**Selected passage**
VAT: What is unjust enrichment?

By   2 November 2022

If a business has overdeclared output tax on past returns then it seems reasonable that this should be corrected, either by adjusting a current return or submitting a form VAT652 if the “error” is over £10,000 net.

If it is a genuine adjustment, surely HMRC must recognise the correction and either make a repayment or offset the overdeclaration against a current amount of VAT due.

The answer is yes, but… “unjust enrichment”…

Unjust enrichment

HMRC has a defence of unjust enrichment via The VAT Act 1994, sect 80(3)

“It shall be a defence, in relation to a claim under this section by virtue of subsection (1) or (1A) above, that the crediting of an amount would unjustly enrich the claimant.” 

This means that HMRC can refuse to repay a claim if they can show that it would unjustly enrich the taxpayer.

It should always be borne in mind that if a claimant absorbed the burden of the wrongly charged VAT himself then unjust enrichment cannot be used as a defence against refusal to repay the claim. Loss or damage to a business due to overpaid VAT is considered in detail here.

Meaning

A refusal to repay a VAT claim using the unjust enrichment contention is to prevent a business becoming enriched at the expense of other entities who actually bore the cost of the incorrectly charged VAT. The authorities consider that a taxpayer should not be put into a better position by recovering the VAT than if VAT had not been charged at all. HMRC regard it as appropriate for unjust enrichment to be considered every time a claim is made.

The recipients of the corrected supply may be final consumers but can also be businesses, charities, etc, who were unable to deduct the overcharged VAT as input tax.

The salient point being whether the VAT was added to the price charged by the claimant or whether the claimant would have charged less had he known that his supplies were not liable to VAT.

HMRC consider that the process of establishing whether a claimant will be unjustly enriched by payment of his claim is two-stage procedure.

First stage

Whether the burden of the overdeclared VAT being claimed was passed on to the claimant’s customers, that is, whether the claimant charged the market rate* plus VAT. This is done on the basis of an economic analysis of the market in which the claimant is operating see; Berkshire Golf Club [2015] UKFTT 627 (TC).

If the customer deducted the wrongly invoiced output tax as input tax, HMRC is entitled to assume that the supplier passed the economic burden of the tax charge on to its customers. In this case, the VAT wrongly accounted for is a cost neither to the supplier nor to the customer.

Second stage

This stage occurs if the claimant accepts that he passed the burden of the tax charge on to his customers but argues that doing that caused loss or damage to his business, for example, by loss of customers or of profits, ie; has the taxpayer been economically damaged by having to bear the VAT cost?

(Data taken from a collection)
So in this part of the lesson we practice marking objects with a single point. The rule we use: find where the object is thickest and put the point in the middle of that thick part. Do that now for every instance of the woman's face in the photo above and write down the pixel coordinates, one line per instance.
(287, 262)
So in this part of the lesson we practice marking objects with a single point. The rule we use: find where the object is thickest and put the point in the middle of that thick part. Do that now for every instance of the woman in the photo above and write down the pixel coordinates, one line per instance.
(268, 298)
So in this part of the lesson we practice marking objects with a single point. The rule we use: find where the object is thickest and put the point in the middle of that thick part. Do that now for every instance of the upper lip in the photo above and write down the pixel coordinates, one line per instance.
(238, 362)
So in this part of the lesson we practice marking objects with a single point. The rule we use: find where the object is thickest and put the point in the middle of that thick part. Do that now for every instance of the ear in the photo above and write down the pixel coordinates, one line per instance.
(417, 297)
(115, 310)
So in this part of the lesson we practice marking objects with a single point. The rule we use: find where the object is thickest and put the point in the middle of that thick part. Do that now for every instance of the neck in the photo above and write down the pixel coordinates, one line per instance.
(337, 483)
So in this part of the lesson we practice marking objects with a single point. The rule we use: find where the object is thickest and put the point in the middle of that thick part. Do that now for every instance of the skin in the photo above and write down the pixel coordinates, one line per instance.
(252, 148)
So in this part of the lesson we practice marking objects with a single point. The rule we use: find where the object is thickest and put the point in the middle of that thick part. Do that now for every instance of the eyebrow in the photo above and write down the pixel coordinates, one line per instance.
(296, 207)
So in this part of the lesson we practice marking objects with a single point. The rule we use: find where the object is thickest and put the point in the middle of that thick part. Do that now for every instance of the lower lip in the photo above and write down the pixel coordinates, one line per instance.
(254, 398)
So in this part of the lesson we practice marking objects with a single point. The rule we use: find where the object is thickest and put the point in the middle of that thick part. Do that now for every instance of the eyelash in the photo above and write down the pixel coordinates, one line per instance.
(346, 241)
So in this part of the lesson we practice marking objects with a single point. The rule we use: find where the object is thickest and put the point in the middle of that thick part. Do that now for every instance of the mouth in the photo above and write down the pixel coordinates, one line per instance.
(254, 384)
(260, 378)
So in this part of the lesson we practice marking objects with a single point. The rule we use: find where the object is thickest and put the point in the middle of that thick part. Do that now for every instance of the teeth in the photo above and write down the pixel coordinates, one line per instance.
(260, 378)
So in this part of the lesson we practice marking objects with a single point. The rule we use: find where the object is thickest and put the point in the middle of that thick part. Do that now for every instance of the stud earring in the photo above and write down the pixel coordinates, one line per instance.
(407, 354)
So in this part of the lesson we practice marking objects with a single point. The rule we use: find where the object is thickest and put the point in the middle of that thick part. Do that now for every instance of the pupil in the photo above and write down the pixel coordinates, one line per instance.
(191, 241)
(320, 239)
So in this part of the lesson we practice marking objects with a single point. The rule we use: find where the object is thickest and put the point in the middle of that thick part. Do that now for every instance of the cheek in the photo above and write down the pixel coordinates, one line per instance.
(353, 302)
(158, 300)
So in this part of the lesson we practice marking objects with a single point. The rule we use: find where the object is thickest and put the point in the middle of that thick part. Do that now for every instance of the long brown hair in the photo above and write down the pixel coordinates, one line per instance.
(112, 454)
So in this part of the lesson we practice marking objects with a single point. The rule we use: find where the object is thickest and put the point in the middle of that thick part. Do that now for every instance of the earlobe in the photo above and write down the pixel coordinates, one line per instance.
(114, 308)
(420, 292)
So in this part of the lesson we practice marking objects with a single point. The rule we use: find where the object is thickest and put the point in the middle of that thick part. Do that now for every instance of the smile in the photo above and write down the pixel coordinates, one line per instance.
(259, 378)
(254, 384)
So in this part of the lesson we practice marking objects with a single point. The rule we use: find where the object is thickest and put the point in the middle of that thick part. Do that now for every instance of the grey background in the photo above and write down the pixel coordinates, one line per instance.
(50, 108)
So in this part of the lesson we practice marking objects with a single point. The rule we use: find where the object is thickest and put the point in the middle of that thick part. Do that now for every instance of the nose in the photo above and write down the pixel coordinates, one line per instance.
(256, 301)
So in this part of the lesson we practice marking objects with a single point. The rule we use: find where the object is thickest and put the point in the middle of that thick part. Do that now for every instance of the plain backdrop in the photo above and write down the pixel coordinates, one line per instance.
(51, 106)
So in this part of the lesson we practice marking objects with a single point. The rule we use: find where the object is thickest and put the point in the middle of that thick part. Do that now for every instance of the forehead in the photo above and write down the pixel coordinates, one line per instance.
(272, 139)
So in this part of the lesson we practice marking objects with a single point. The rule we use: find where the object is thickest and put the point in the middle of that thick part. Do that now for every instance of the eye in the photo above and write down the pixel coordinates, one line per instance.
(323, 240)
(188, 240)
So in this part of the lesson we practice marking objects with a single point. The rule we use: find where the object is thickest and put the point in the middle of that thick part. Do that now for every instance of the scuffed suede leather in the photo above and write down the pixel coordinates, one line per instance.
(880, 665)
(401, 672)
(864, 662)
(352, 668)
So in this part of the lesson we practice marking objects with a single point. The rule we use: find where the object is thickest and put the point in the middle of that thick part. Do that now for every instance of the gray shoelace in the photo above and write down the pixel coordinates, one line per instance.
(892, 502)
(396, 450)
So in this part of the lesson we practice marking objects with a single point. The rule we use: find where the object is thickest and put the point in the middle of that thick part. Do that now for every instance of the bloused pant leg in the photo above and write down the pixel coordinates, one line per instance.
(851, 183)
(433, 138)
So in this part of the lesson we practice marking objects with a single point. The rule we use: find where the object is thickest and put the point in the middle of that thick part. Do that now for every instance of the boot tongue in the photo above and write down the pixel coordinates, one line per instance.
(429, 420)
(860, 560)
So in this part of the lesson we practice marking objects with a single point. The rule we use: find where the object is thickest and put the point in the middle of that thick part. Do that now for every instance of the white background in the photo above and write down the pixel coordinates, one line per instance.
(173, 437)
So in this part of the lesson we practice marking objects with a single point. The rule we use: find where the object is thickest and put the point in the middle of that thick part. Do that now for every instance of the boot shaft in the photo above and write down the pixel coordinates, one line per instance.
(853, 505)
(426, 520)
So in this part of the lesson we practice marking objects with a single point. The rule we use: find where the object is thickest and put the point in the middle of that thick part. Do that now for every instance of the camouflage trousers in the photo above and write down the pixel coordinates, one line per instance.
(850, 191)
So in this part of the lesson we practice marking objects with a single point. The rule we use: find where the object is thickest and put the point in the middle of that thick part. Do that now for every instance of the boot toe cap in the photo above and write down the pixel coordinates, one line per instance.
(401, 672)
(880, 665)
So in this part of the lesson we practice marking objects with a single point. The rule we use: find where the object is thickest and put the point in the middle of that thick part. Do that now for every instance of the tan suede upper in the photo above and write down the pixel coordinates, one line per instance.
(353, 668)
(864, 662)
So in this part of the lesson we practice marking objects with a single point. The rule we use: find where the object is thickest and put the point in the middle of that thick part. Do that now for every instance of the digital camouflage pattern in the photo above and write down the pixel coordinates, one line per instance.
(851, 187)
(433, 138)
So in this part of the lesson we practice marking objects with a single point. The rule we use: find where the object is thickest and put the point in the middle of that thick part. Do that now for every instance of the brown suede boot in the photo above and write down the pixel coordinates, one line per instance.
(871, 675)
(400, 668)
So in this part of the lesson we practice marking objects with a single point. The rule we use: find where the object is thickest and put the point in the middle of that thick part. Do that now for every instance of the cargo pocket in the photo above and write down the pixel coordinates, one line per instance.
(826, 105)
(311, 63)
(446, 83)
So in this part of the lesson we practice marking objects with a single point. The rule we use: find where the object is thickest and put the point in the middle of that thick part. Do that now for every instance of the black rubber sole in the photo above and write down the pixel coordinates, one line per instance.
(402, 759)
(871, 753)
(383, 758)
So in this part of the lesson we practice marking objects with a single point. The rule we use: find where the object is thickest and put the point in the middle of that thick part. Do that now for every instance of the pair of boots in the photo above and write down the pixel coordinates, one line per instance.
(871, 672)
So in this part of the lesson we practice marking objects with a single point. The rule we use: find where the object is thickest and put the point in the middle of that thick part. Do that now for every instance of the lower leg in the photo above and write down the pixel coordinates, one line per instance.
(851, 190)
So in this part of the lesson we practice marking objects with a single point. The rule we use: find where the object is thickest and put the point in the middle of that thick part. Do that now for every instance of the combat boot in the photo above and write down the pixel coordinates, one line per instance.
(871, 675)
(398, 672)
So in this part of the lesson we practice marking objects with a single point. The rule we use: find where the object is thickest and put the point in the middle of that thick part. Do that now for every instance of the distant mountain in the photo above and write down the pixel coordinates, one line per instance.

**To be done**
Carry on the article about VAT and unjust enrichment from its last sentence. The rows come from a separate source.

**Output of the task**
The burden of proof of establishing that there is unjust enrichment falls upon HMRC. The standard of proof is the civil standard of proof; on a balance of probabilities.

HMRC will require the claimant to provide all of the relevant information on; pricing, policy and any other relevant documentation that establishes the pricing strategy**. It is to the taxpayer’s advantage to demonstrate that their margins have been depressed, as they have been required to charge VAT incorrectly.

Factors that HMRC consider:

  • who are the claimant’s competitors?
  • what is its market? (comparisons made with other competitors’ products)
  • how does the business set its prices?
  • what are the business’ overheads?
  • any other factors that may affect the prices

The reimbursement scheme

This is an undertaking to comply with certain reimbursement arrangements. The full text of the required undertaking is set out here.

This scheme applies where a business accepts, or HMRC prove, that by receiving a refund of sums incorrectly accounted for as output tax the business would be unjustly enriched at its customers’ expense and it wishes to refund the money they overpaid. If a customer was able to deduct all of the mistaken VAT charge as input tax HMRC will not regard them as having borne the burden of the charge.

In such cases HMRC will only make a refund of overpaid VAT if the taxpayer agrees to reimburse those customers in accordance with the terms of the scheme. More details Notice 700/45.

If HMRC repay a claim and the claimant is unable or unwilling to reimburse its customers (who bore the cost) with any amounts paid to him by HMRC then unjust enrichment will always apply. See The Deluxe High Court case.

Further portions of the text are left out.